Конечно, этот пейзанин-пастушок не просто пел нутром. Он изучал теорию стиха и сам теоретизировал: «Слова — это граждане. Я их полководец. Я веду их. Мне очень нравятся слова корявые. Я ставлю их в строй как новобранцев. Сегодня они неуклюжие, а зав-тра будут в речевом строю такими же, как и вся армия».
У него всегда находились старшие друзья-покровители. Большую роль в его жизни сыграл «скиф» Иванов-Разумник, единственный, быть может, интеллигент, которого Есенин уважал по-настоящему. В нужный момент Иванов-Разумник отговорил юного поэта писать стихи в честь Николая Второго. С другой стороны был странный полковник лейб-гвардии Павловского полка Ломан, один из организаторов столь же странного «Общества возрождения художественной Руси». Полковник свел Есенина с императорской семьей. «По просьбе Ломана однажды читал стихи императрице, — небрежно роняет Есенин в биографии советского времени. — Она после прочтения моих стихов сказала, что стихи мои красивые, но очень грустные. Я ответил ей, что такова вся Россия. Ссылался на бедность, климат и проч.» Замечательный образчик печоринского слога!
Один из современников вспоминает, как толстые дамы в петроградских литературных салонах с умилением лорнировали пастушка: «стоило только ему произнести с ударением на «о» “корова” или “сенокос”, чтобы все пришли в шумный восторг». Себя он называл тогда по-ремизовски замысловато - «баяишик соломенных суемов». И вообще сильно напирал на соху и прочие мнимые атрибуты русскости. Это было точно попадание в яблочко — мода на исконно-посконное, нутряное, от земли проходила свой пик (что подтверждает и феномен Распутина). Сам Есенин, впрочем, при этом посмеивался: «Хе-хе-хе... Люботно уж больно потешиться над ними, а особенно когда они твою блесну на лету хватают, несмотря на звон ее железный...» (из письма А.В. Ширяевцу от 24 июня 1917 г.).
Когда поэта в начале 1916 года призвали на военную службу, все тот же Ломан взял его под свое начало в санитарный поезд Его Императорского Величества. Любителям числовой эзотерики может пригодиться следующее: личный знак ратника санитара С.А. Есенина был № 9999. А спецы в метафизике по достоинству оценят его автограф для графолога: «Победа духа над космосом создает тот невидимый мир, в который мы все уйдем. Сергей Есенин» (7 октября 1915 г.).

◆ Короткое задание
Перепишите без изменений кусок отрывка о Есенине: начните со слов «У него всегда» и остановитесь после слов «образчик печоринского слога!». Материал ниже с отрывком о Есенине никак не связан.

[Строки данных]
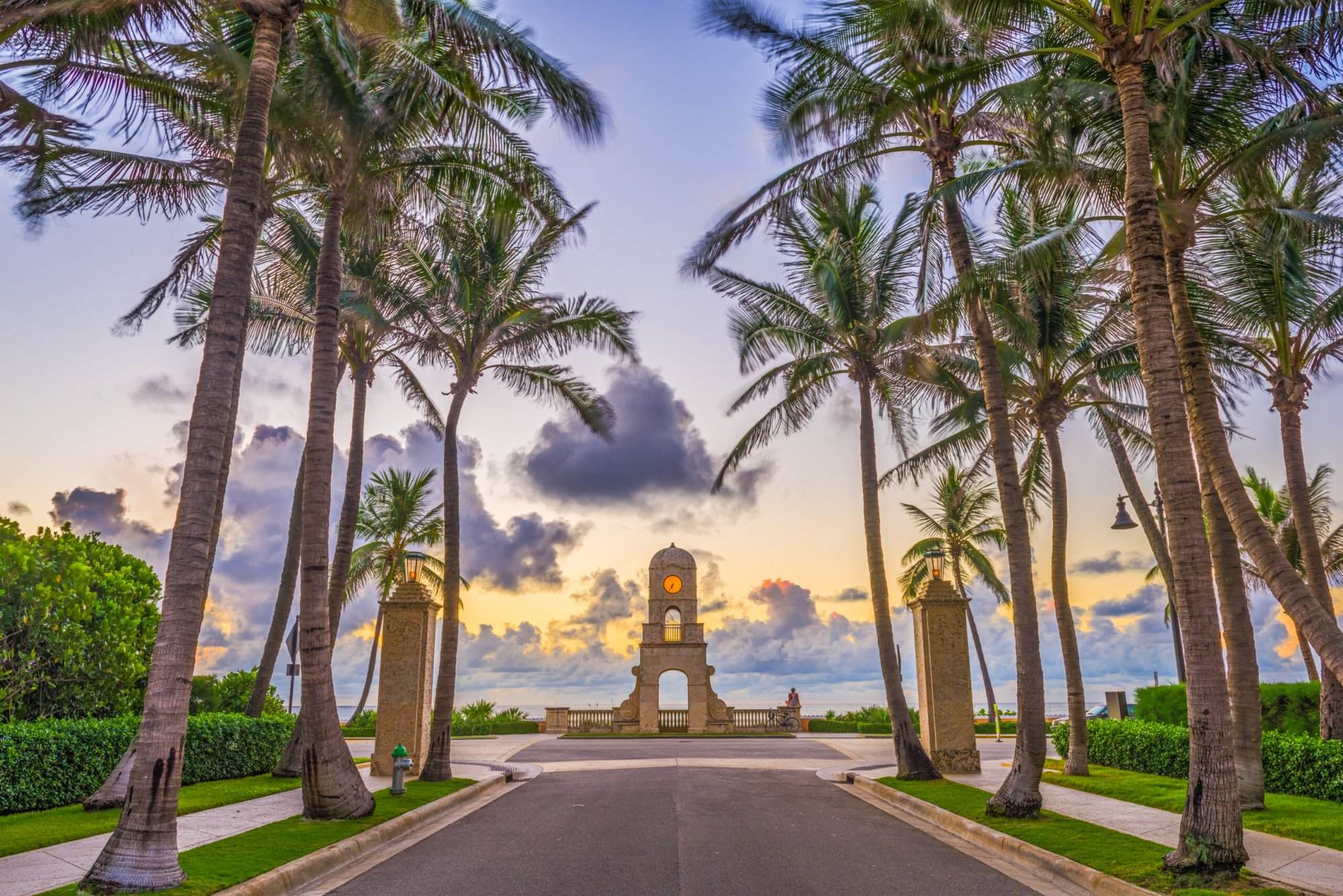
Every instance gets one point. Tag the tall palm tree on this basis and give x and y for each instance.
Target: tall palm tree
(1060, 332)
(839, 317)
(962, 526)
(876, 79)
(393, 518)
(477, 283)
(1274, 254)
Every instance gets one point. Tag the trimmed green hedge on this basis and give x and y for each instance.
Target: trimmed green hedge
(60, 762)
(1290, 709)
(1294, 764)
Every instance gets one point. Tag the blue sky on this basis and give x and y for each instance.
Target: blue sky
(561, 568)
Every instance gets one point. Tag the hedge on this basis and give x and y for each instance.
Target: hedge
(1294, 764)
(62, 761)
(1290, 709)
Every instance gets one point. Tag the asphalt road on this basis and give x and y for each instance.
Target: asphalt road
(588, 749)
(692, 832)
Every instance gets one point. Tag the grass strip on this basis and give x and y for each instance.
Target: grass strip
(1111, 852)
(230, 862)
(1313, 822)
(50, 827)
(577, 736)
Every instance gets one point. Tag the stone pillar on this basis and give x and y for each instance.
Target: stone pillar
(406, 678)
(557, 719)
(942, 654)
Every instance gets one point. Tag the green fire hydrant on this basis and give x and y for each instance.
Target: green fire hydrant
(401, 762)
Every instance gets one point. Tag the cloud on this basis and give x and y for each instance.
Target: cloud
(1111, 562)
(524, 552)
(159, 392)
(91, 510)
(656, 451)
(1150, 599)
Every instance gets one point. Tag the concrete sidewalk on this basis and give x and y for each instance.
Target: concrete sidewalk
(1293, 862)
(42, 870)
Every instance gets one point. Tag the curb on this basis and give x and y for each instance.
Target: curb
(328, 860)
(1012, 850)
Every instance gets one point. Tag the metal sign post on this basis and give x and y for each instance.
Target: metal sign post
(293, 670)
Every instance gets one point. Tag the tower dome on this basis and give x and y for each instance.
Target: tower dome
(674, 556)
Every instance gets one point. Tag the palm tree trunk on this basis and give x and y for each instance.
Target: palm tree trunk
(1211, 828)
(913, 760)
(1156, 537)
(438, 764)
(974, 636)
(373, 662)
(113, 791)
(350, 501)
(143, 851)
(1313, 674)
(1242, 662)
(284, 600)
(1020, 793)
(1299, 490)
(332, 785)
(1076, 762)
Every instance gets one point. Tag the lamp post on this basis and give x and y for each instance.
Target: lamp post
(935, 560)
(413, 562)
(1125, 521)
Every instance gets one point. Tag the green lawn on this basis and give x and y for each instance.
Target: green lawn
(1314, 822)
(233, 860)
(1133, 859)
(37, 830)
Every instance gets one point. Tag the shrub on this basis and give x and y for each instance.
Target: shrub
(1290, 709)
(60, 762)
(77, 626)
(1294, 764)
(230, 694)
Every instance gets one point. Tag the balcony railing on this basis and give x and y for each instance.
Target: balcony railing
(592, 719)
(674, 719)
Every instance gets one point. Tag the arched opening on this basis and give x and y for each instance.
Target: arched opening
(672, 624)
(674, 701)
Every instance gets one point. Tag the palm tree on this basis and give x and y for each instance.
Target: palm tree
(393, 518)
(1059, 333)
(476, 282)
(962, 528)
(1277, 510)
(1274, 252)
(882, 79)
(839, 317)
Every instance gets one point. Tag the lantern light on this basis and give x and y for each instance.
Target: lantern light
(414, 561)
(1122, 518)
(934, 557)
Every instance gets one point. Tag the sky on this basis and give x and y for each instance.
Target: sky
(558, 525)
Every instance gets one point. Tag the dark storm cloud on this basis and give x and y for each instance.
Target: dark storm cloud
(1145, 600)
(655, 450)
(159, 392)
(523, 552)
(1111, 562)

◆ Результат задания
У него всегда находились старшие друзья-покровители. Большую роль в его жизни сыграл «скиф» Иванов-Разумник, единственный, быть может, интеллигент, которого Есенин уважал по-настоящему. В нужный момент Иванов-Разумник отговорил юного поэта писать стихи в честь Николая Второго. С другой стороны был странный полковник лейб-гвардии Павловского полка Ломан, один из организаторов столь же странного «Общества возрождения художественной Руси». Полковник свел Есенина с императорской семьей. «По просьбе Ломана однажды читал стихи императрице, — небрежно роняет Есенин в биографии советского времени. — Она после прочтения моих стихов сказала, что стихи мои красивые, но очень грустные. Я ответил ей, что такова вся Россия. Ссылался на бедность, климат и проч.» Замечательный образчик печоринского слога!